SOURCE RECORDS:

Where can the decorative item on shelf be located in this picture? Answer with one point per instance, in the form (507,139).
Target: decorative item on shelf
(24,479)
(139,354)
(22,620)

==

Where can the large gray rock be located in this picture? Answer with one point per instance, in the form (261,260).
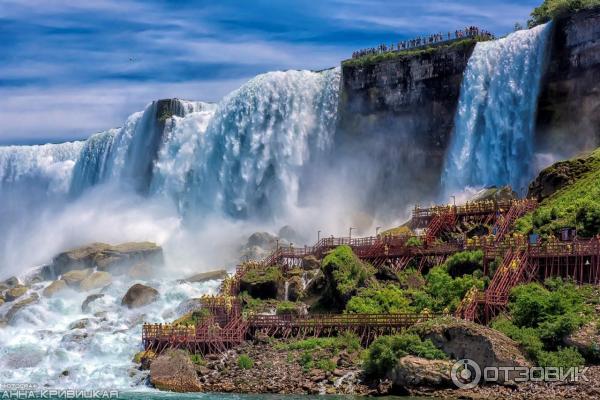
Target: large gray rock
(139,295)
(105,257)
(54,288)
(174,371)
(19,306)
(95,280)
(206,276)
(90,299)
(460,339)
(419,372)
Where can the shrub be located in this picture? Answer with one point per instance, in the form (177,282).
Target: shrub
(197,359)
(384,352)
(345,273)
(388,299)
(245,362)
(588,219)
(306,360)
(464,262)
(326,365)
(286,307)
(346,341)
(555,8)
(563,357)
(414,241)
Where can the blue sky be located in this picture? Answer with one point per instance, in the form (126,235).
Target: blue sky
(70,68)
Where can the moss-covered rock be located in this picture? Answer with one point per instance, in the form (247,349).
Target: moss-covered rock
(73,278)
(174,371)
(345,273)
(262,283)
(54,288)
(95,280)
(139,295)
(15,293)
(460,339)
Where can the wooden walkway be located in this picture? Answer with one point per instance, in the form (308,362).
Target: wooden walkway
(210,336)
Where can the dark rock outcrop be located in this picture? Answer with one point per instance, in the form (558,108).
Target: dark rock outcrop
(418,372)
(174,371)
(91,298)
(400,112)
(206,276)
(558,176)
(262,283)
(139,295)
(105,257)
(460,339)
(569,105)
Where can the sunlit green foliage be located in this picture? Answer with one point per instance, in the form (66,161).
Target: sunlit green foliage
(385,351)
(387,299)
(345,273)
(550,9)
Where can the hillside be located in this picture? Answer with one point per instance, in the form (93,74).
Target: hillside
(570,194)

PROBLEM DESCRIPTION:
From the records given above, copy all lines containing "with".

EXERCISE ANSWER:
Where can the decorative item on shelf be located in this picture? Answer with one point per instance, in the form (507,139).
Where can the large gray rock be located in this picture? Answer with one point per instance, in the form (261,260).
Where can the shrub be located in this picture? Answer with one point per instance, in the form (177,282).
Where can the blue sky be located in this picture? Answer with one point per instance, in the form (126,235).
Where can the moss-covered rock be located in this picture? Answer with one point per instance, in the form (247,349).
Where can the wooden walkway be located in this picture? Answer with one point per instance, in the form (308,362).
Where can the dark rock outcrop be located in this picture? Answer with one point per instance, in the form (558,108).
Where can the sunlit green foliage be located in this picture? Answer with one point per instance, in the form (66,161).
Where can the hillside be located in this picture? Answer with one point per instance, in the form (93,74).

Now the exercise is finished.